Exercise 1 — List every column of the food_consumption data that the code in the text on food consumption and CO2 emissions refers to by name.
Exercise 2 — Echo the text on food consumption and CO2 emissions from "Nothing strange here, As" up to and including "on many tibbles.".

Provided text —
....................

Countries with highest consumption coutries in various food categories
food_consumption %>%
group_by(food_category) %>%
slice_max(consumption, n = 10) %>%
mutate(country = fct_reorder(country, consumption)) %>%
ungroup() %>%
ggplot(aes(consumption, country)) +
geom_col(aes(fill = food_category), show.legend = F) +
facet_wrap(~food_category, scales = "free") +
labs(title = "Countries with highest consumption coutries in various food categories",
x = "food consumption",
y = "")
Most CO2 emmission coutries in various food categories
On the similar lines, we can see which countries have highest co2 emissions in various food categories.
food_consumption %>%
group_by(food_category) %>%
slice_max(co2_emmission, n = 10) %>%
mutate(country = fct_reorder(country, co2_emmission)) %>%
ungroup() %>%
ggplot(aes(co2_emmission, country)) +
geom_col(aes(fill = food_category), show.legend = F) +
facet_wrap(~food_category, scales = "free") +
labs(title = "Most CO2 emmission coutries in various food categories",
y = "")
Nothing strange here, As there is a linear relationship between food consumption and co2 emissions, hence same countries appear here also on top.
Finally, we would like to see animal and non-animal category wise distribution of both food consumption and co2 emission.
food_consumption %>%
select(Animal_Category, consumption, co2_emmission) %>%
pivot_longer(2:3, names_to = "feature", values_to = "value") %>%
ggplot(aes(value, fill = Animal_Category, color = Animal_Category)) +
geom_density(alpha = 0.4) +
scale_x_log10() +
facet_wrap(~feature, nrow = 2)
Okay..! We did it..!!! In this post, we saw how we can use different data exploration techniques to understand our data better. We also saw how simple two sample t-test can be used to confirm a hypothesis. We saw a neat and tidy approach to run multiple statistical test simultaneously on many tibbles.
I hope this helps. Thank you so much for reading. See you again in the next post..!!

....................

(Raw records)
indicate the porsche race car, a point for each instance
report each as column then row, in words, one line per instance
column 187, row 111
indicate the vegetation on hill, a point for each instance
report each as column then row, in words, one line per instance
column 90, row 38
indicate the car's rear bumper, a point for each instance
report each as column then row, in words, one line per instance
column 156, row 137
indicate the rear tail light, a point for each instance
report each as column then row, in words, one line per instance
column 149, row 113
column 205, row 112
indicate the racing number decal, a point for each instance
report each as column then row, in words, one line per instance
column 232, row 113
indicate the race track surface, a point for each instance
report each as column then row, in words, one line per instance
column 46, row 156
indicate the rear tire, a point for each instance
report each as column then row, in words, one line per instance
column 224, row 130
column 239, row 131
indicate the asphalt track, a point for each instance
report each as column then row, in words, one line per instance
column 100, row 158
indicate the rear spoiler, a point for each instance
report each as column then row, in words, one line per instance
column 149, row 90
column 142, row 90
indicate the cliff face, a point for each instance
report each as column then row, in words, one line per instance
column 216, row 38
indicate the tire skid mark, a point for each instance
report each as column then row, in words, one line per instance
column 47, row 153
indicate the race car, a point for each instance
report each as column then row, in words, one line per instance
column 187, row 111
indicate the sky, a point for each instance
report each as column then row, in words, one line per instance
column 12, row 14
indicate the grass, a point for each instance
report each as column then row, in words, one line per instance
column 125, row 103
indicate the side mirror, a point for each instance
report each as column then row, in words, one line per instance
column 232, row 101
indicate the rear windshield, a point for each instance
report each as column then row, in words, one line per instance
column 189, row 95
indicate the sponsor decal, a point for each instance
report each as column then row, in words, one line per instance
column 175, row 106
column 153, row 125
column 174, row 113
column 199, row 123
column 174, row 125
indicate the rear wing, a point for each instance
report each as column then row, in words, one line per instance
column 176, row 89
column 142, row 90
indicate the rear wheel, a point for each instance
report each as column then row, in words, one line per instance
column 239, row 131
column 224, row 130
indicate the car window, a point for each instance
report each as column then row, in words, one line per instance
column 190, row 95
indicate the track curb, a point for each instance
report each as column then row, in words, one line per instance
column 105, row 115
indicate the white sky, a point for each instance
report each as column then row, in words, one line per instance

....................

Right answer 1 —
food_category
consumption
country
co2_emmission
Animal_Category

Right answer 2 —
Nothing strange here, As there is a linear relationship between food consumption and co2 emissions, hence same countries appear here also on top.
Finally, we would like to see animal and non-animal category wise distribution of both food consumption and co2 emission.
food_consumption %>%
select(Animal_Category, consumption, co2_emmission) %>%
pivot_longer(2:3, names_to = "feature", values_to = "value") %>%
ggplot(aes(value, fill = Animal_Category, color = Animal_Category)) +
geom_density(alpha = 0.4) +
scale_x_log10() +
facet_wrap(~feature, nrow = 2)
Okay..! We did it..!!! In this post, we saw how we can use different data exploration techniques to understand our data better. We also saw how simple two sample t-test can be used to confirm a hypothesis. We saw a neat and tidy approach to run multiple statistical test simultaneously on many tibbles.